* EXERCISE *
Reproduce everything from the start of the records down to the line containing "negative clicks: (511, 368)", including both ends.

- Opening Delimiter -

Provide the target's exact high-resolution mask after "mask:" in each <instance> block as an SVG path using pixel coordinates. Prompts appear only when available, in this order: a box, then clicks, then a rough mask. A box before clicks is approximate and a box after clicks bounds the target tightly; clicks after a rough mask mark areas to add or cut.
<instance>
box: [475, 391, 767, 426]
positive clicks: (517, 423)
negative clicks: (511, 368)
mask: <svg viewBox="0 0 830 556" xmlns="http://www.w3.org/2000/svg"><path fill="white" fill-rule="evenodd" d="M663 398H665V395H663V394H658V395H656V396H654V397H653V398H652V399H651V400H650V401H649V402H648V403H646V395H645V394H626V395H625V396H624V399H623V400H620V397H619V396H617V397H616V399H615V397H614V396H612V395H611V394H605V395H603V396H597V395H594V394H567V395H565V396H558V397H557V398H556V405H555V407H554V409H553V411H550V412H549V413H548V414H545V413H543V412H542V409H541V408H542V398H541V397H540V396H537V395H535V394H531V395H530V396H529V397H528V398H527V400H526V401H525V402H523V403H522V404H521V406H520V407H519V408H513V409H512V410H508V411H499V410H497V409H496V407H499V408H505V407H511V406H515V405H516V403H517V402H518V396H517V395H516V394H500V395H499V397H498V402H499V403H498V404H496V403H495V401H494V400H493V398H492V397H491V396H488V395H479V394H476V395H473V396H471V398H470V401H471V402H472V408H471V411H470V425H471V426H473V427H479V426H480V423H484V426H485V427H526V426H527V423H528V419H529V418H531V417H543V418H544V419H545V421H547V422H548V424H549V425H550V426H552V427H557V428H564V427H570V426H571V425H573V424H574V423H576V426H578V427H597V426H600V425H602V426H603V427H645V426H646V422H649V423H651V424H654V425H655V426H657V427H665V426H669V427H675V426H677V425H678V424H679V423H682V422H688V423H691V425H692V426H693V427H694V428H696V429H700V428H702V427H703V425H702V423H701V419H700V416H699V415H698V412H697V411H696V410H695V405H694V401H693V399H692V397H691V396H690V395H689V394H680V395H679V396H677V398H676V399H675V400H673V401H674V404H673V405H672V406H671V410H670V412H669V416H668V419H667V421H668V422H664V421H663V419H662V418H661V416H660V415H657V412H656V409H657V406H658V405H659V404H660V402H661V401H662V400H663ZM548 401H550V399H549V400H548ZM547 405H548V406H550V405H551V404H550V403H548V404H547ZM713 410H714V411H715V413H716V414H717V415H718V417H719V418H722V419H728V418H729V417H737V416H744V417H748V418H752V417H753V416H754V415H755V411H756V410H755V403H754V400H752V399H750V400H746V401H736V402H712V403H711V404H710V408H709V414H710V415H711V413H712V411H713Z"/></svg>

- Closing Delimiter -

* EXERCISE ANSWER *
Provide the target's exact high-resolution mask after "mask:" in each <instance> block as an SVG path using pixel coordinates. Prompts appear only when available, in this order: a box, then clicks, then a rough mask. A box before clicks is approximate and a box after clicks bounds the target tightly; clicks after a rough mask mark areas to add or cut.
<instance>
box: [475, 391, 767, 426]
positive clicks: (517, 423)
negative clicks: (511, 368)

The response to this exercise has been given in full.